Reproduce the listing below word for word, from the first line to the last.

§ **Materials provided**:
-----

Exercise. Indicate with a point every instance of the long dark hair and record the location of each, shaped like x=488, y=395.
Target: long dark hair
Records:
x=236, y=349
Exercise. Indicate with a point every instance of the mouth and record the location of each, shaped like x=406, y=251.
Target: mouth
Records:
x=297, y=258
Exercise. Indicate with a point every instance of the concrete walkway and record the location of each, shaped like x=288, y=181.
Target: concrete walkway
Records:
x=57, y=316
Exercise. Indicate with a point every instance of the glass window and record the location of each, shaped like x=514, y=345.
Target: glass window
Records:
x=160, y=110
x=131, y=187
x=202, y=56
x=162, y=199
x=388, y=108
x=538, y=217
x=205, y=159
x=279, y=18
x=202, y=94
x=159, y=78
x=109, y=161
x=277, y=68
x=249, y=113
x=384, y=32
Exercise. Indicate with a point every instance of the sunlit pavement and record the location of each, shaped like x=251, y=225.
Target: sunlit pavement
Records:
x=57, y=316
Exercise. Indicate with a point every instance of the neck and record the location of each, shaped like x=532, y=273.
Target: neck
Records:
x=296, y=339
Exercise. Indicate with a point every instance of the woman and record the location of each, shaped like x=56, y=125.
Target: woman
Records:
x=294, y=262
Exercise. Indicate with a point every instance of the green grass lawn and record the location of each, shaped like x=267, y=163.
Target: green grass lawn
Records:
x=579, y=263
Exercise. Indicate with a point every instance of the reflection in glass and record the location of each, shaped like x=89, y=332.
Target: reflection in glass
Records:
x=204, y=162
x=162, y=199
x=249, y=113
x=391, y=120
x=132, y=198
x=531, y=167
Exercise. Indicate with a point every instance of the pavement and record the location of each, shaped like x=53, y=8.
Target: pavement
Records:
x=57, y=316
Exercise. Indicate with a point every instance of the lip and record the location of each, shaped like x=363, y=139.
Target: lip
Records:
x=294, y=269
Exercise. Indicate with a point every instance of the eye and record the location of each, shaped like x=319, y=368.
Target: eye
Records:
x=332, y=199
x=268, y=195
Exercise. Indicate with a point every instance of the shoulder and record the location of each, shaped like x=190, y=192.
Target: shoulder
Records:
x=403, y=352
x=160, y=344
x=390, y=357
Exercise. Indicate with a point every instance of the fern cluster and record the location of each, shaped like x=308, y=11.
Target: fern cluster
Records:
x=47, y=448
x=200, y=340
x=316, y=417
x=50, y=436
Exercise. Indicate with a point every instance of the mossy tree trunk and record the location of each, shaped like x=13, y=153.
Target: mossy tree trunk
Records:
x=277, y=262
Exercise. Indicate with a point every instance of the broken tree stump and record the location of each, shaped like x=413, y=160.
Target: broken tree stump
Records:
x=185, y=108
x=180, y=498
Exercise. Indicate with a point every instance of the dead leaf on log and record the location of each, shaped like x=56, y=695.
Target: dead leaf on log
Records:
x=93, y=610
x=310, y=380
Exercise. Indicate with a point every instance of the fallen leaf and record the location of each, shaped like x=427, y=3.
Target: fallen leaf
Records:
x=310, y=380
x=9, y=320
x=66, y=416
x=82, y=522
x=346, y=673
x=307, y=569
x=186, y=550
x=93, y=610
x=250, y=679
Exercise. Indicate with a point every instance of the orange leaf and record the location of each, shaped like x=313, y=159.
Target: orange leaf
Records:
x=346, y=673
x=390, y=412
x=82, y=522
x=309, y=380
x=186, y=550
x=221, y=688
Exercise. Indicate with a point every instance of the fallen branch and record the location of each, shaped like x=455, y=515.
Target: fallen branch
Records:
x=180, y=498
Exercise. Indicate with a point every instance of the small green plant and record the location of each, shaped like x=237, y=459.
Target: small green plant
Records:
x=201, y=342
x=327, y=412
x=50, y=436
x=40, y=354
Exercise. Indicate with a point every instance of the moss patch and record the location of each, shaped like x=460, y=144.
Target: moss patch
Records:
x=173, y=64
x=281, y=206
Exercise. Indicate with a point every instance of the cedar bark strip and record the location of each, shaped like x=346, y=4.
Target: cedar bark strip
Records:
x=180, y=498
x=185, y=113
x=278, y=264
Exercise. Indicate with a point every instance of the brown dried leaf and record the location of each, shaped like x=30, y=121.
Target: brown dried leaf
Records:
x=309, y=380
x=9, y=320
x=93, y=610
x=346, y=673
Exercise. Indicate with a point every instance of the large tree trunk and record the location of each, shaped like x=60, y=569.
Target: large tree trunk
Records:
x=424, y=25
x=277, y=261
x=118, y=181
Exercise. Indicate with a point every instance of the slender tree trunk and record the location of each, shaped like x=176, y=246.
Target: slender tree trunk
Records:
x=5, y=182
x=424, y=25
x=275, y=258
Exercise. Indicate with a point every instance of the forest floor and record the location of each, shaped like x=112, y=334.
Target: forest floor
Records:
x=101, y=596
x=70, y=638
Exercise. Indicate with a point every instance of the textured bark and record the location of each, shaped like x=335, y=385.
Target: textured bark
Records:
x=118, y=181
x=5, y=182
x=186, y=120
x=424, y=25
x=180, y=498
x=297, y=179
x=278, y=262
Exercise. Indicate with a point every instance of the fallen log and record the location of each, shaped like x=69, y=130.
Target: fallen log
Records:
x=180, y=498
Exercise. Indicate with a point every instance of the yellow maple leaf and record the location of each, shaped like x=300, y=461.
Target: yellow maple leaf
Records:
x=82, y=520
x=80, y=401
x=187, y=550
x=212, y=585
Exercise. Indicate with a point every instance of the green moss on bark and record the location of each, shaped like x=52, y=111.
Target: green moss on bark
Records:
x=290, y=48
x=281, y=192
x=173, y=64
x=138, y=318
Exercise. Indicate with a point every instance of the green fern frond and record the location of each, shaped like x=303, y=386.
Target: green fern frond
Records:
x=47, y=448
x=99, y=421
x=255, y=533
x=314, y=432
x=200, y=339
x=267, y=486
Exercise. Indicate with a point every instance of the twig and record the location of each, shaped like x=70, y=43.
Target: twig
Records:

-----

§ **Task output**:
Exercise. Indicate with a point every instance of the long dark hair and record the location of each, shaped like x=488, y=395.
Target: long dark hair
Records:
x=236, y=349
Exercise. Indicate with a point every instance of the mouth and record the location of each, shaped like x=406, y=251.
Target: mouth
Records:
x=297, y=258
Exercise. Indicate with a point every instance of the concrete walkway and record the location of each, shaped like x=288, y=181.
Target: concrete walkway
Records:
x=57, y=316
Exercise. Indicate with a point every instance of the glass window and record the location of each, shaped like x=514, y=345.
Target: glass window
Records:
x=160, y=110
x=131, y=187
x=202, y=56
x=162, y=199
x=388, y=108
x=538, y=217
x=205, y=159
x=279, y=18
x=202, y=94
x=159, y=78
x=109, y=161
x=277, y=68
x=249, y=113
x=384, y=32
Exercise. Indicate with a point every instance of the sunlit pavement and record the location of each, shaped like x=251, y=225.
Target: sunlit pavement
Records:
x=57, y=316
Exercise. Indicate with a point every instance of the neck and record the location of each, shaped like x=532, y=273.
Target: neck
Records:
x=296, y=339
Exercise. Indicate with a point every instance of the woman and record the location of each, shaped like x=56, y=125.
Target: woman
Records:
x=294, y=262
Exercise. Indicate with a point every instance of the green grass lawn and record the location of each, shaped like x=267, y=163.
Target: green grass lawn
Records:
x=579, y=263
Exercise. Indicate with a point every instance of the reflection in glass and record the location of each, shaped like x=89, y=332.
Target: reflection in glass
Records:
x=204, y=162
x=162, y=199
x=249, y=113
x=391, y=120
x=132, y=198
x=531, y=167
Exercise. Indicate with a point every instance of the pavement and record the location of each, shaped like x=53, y=8.
Target: pavement
Records:
x=57, y=316
Exercise. Indicate with a point every instance of the lip and record the location of each, shaped like x=363, y=139.
Target: lip
Records:
x=294, y=269
Exercise. Indicate with a point every instance of the eye and record the location of each, shaped like x=319, y=368.
Target: eye
Records:
x=332, y=199
x=268, y=195
Exercise. Indicate with a point every instance of the shoulder and record the location of each, shaped like x=190, y=192.
Target: shoulder
Records:
x=403, y=352
x=160, y=344
x=390, y=357
Exercise. Indicate with a point every instance of the fern cluster and record the location of each, shaped like x=308, y=11.
Target: fern cluster
Records:
x=47, y=448
x=200, y=340
x=316, y=417
x=50, y=436
Exercise. Indicate with a point every instance of the mossy tree trunk and record the location of each, shaped like x=13, y=153.
Target: mossy tree trunk
Records:
x=277, y=262
Exercise. Indicate with a point every instance of the broken tree stump and record the location of each, shaped like x=413, y=160.
Target: broken tree stump
Records:
x=185, y=108
x=180, y=498
Exercise. Indicate with a point every instance of the dead leaf on log and record the location of each, shaped like x=56, y=695.
Target: dead leaf on log
Records:
x=93, y=610
x=310, y=380
Exercise. Indicate with a point every instance of the fallen leaf and record the location of each, shaped like x=427, y=3.
Target: fallen leaf
Records:
x=310, y=380
x=9, y=320
x=66, y=416
x=82, y=522
x=346, y=673
x=307, y=569
x=186, y=550
x=93, y=610
x=250, y=679
Exercise. Indicate with a point every instance of the orange leaf and record the location of each, shaped like x=313, y=159.
Target: orange leaf
Records:
x=346, y=673
x=390, y=412
x=82, y=522
x=309, y=380
x=186, y=550
x=221, y=688
Exercise. Indicate with a point every instance of the fallen branch and record the location of each, shaped like x=455, y=515.
Target: fallen branch
Records:
x=180, y=498
Exercise. Indicate with a point every instance of the small green plant and record the location of each, shaped like x=237, y=459.
Target: small green plant
Records:
x=201, y=342
x=327, y=412
x=50, y=436
x=40, y=354
Exercise. Indicate with a point every instance of the moss patch and record the location of each, shaped like x=460, y=144.
Target: moss patch
Records:
x=173, y=64
x=281, y=206
Exercise. Indicate with a point every instance of the cedar bark strip and record the location of each, shaped like x=346, y=4.
Target: cedar bark strip
Records:
x=180, y=498
x=185, y=113
x=278, y=264
Exercise. Indicate with a point every instance of the brown dried leaf and record the location of each, shaped like x=30, y=121.
Target: brown dried leaf
Records:
x=309, y=380
x=9, y=320
x=93, y=610
x=346, y=673
Exercise. Indicate with a point every instance of the large tree trunk and record the location of each, shaped like x=60, y=569.
Target: large tree trunk
Records:
x=424, y=25
x=277, y=261
x=118, y=181
Exercise. Indicate with a point every instance of the slender tree trunk and record the location of each, shaped like x=176, y=246.
Target: slender tree trunk
Records:
x=5, y=182
x=424, y=25
x=275, y=258
Exercise. Indicate with a point every instance of the forest floor and record the location of each, shaped like x=112, y=334.
Target: forest floor
Records:
x=101, y=596
x=70, y=638
Exercise. Indicate with a point every instance of the textured bark and record the location of each, shaped like x=335, y=385.
Target: textured bark
Records:
x=118, y=181
x=5, y=182
x=186, y=120
x=424, y=25
x=180, y=498
x=297, y=179
x=278, y=262
Exercise. Indicate with a point every instance of the fallen log and record the location of each, shaped like x=69, y=130.
Target: fallen log
Records:
x=180, y=498
Exercise. Indicate with a point every instance of the yellow maple leaf and record the location of each, shaped like x=300, y=461.
Target: yellow maple leaf
Records:
x=82, y=520
x=80, y=401
x=187, y=550
x=212, y=585
Exercise. Indicate with a point every instance of the green moss on bark and record the location of each, shaped like x=52, y=111.
Target: green moss on bark
Records:
x=290, y=48
x=281, y=192
x=173, y=64
x=138, y=318
Exercise. Indicate with a point every instance of the green fern frond and record the location of each, shaped like x=303, y=386.
Target: green fern frond
Records:
x=47, y=448
x=99, y=421
x=255, y=533
x=314, y=432
x=200, y=339
x=267, y=486
Exercise. Indicate with a point every instance of the twig and record the location of each, shaped like x=70, y=43.
Target: twig
Records:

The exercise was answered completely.